# ZADANIE A
Zredaguj część dostarczonego fragmentu od „3. Na co wskazuje” do „Król. 2:23, 24.”: zamień „niedźwiedzicami” na „lwicami” i podaj cały ten urywek.

# DOSTARCZONY FRAGMENT
---
Każdy z nas zda sprawę za siebie
„Wszyscy staniemy przed Bożym trybunałem. Tak to każdy z nas zda sprawę za siebie przed Bogiem.” — Rzym. 14:10, 12, Kow
1, 2. Przed kim mamy zdać sprawę? Z czego i dlaczego?
NIKT nie uniknie zdania sprawy przed Bogiem. Dano nam zapewnienie, że ten wielki Sędzia „przeprowadzi obliczenie na ziemi”. Bez względu na to, gdzie by ktoś mieszkał lub jaką religię wyznawał, „nie masz stworzenia ukrytego przed obliczem jego; owszem, wszystko obnażone i odkryte oczom tego, przed którym zdamy sprawę”. — Rzym. 9:28, NW; Hebr. 4:13, NT.
2 Niezależnie od tego, czy coś czyniliśmy publicznie, czy w skrytości, zdamy sprawę ze swych uczynków. Wszystko, co robimy, jest „odkryte oczom” Sędziego wszechświata. Będziemy musieli zdać sprawę z tego, w jakiej mierze stosowaliśmy się do Jego przykazań: „Suma wszystkiego, coś słyszał: Boga się bój, a przykazań jego przestrzegaj, bo na tym człowiekowi wszystko zależy; ponieważ każdy uczynek i każdą rzecz tajną, lub dobrą, lub złą, Bóg na sąd przywiedzie.” — Kazn. 12:13, 14.
3. Na co wskazuje Biblia w związku z odpowiedzialnością dzieci?
3 Nawet dzieci nie są całkowicie zwolnione od zdania sprawy przed Bogiem. Prawda, że przede wszystkim rodzice są odpowiedzialni przed Bogiem za swe dzieci; stąd też gdy choć jedno z rodziców jest wielbicielem Jehowy, każde dziecko urodzone z takiego związku jest święte w oczach Bożych. (1 Kor. 7:14) Ale dobrze będzie pamiętać, że według doniesienia biblijnego Bóg nie pobłaża złoczyńcom również spośród dzieci. Pewnego razu Jehowa, posłużywszy się dwiema niedźwiedzicami, ukarał zgraję złożoną z czterdziestu dwojga dzieci, które zamiast okazać należyty szacunek, szydziły sobie z proroka Jehowy. — 2 Król. 2:23, 24.
4. O czym rodzice powinni według Biblii pouczyć swe dzieci?
---
# WYKAZ WEJŚCIOWY

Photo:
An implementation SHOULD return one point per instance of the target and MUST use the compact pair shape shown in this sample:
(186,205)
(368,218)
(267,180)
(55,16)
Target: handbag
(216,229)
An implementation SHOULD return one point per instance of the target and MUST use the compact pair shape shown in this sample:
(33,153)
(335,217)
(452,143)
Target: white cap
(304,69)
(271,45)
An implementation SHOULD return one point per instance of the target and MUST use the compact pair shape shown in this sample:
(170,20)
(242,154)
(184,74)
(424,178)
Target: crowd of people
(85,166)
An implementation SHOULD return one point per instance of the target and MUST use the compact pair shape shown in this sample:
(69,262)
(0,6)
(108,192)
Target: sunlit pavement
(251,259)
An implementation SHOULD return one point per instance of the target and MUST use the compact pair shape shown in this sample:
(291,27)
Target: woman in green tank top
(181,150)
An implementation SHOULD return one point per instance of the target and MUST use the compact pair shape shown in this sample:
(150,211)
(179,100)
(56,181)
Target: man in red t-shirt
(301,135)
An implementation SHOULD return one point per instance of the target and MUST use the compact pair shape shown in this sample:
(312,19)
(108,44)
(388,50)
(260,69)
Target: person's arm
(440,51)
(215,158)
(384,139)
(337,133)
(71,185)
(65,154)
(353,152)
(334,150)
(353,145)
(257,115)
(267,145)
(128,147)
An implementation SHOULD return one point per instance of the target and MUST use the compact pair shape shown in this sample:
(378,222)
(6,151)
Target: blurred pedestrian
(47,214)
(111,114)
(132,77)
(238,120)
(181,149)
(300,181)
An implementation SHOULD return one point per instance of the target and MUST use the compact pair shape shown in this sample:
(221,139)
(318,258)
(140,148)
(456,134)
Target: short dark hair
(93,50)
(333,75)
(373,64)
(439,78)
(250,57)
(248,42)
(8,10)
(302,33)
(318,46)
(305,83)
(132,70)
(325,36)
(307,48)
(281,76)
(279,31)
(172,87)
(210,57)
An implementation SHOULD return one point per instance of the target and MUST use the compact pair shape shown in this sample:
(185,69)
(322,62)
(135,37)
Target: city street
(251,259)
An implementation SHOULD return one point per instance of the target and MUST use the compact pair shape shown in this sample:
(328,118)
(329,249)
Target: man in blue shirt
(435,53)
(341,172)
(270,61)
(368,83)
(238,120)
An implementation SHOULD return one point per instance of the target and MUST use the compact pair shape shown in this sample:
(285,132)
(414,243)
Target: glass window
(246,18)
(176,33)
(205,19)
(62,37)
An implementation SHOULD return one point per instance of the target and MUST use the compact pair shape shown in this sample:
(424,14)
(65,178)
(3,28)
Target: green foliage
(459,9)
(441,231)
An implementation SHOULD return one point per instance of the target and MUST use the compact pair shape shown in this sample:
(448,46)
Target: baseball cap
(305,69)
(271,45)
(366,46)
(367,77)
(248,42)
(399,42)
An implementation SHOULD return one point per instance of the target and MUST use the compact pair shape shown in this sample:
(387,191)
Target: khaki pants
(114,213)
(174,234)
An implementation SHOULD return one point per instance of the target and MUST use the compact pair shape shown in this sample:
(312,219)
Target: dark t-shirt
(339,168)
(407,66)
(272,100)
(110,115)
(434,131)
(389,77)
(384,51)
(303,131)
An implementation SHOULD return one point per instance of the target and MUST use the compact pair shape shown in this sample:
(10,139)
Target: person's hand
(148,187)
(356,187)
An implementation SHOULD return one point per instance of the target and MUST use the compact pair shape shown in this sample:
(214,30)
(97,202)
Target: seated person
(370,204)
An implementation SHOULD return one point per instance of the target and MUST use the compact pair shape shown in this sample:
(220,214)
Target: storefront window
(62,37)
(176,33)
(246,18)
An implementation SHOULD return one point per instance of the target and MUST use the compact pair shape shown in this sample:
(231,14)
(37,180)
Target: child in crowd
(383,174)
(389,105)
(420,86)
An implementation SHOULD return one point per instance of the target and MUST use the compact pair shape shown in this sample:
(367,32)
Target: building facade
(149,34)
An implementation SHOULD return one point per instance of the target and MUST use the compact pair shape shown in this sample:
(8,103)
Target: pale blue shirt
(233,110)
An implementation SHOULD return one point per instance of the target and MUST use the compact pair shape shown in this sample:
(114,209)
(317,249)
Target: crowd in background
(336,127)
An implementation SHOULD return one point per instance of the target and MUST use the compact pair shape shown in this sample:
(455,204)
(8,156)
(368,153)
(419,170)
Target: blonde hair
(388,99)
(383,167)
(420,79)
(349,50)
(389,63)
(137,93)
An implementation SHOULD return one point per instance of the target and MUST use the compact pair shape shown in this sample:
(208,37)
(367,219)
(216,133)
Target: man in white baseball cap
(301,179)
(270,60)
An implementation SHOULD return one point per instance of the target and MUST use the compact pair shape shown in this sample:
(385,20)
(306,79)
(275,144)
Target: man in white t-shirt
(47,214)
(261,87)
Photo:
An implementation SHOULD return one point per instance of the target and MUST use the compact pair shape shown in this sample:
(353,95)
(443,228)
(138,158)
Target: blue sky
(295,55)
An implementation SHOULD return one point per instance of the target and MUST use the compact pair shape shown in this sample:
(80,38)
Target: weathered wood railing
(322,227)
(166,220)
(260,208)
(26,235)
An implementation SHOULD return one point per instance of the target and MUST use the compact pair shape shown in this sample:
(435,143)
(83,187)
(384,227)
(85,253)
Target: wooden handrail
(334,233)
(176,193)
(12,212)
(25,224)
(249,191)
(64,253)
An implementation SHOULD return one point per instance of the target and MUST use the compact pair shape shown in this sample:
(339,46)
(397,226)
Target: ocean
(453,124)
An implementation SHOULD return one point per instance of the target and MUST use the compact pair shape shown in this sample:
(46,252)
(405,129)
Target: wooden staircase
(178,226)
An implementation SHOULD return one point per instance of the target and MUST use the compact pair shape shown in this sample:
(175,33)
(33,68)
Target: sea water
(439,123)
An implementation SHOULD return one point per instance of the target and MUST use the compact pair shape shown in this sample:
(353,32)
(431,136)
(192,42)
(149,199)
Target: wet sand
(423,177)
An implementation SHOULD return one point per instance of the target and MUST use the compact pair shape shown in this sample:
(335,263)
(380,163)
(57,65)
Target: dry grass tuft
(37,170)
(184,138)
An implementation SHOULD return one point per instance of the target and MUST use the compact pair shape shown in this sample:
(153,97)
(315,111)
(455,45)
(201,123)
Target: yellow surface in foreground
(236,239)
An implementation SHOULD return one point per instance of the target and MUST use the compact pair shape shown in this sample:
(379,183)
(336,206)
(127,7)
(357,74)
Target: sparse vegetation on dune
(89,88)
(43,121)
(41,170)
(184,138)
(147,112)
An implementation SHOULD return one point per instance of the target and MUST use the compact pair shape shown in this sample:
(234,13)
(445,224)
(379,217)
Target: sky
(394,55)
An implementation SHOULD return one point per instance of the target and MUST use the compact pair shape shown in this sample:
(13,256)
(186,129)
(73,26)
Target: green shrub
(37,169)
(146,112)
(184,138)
---
# ZADANIE B
Zwróć z wykazu każdy wiersz, w którym występuje słowo „baseball”.

# POPRAWNA ODPOWIEDŹ A
3. Na co wskazuje Biblia w związku z odpowiedzialnością dzieci?
3 Nawet dzieci nie są całkowicie zwolnione od zdania sprawy przed Bogiem. Prawda, że przede wszystkim rodzice są odpowiedzialni przed Bogiem za swe dzieci; stąd też gdy choć jedno z rodziców jest wielbicielem Jehowy, każde dziecko urodzone z takiego związku jest święte w oczach Bożych. (1 Kor. 7:14) Ale dobrze będzie pamiętać, że według doniesienia biblijnego Bóg nie pobłaża złoczyńcom również spośród dzieci. Pewnego razu Jehowa, posłużywszy się dwiema lwicami, ukarał zgraję złożoną z czterdziestu dwojga dzieci, które zamiast okazać należyty szacunek, szydziły sobie z proroka Jehowy. — 2 Król. 2:23, 24.

# POPRAWNA ODPOWIEDŹ B
Target: baseball cap
Target: man in white baseball cap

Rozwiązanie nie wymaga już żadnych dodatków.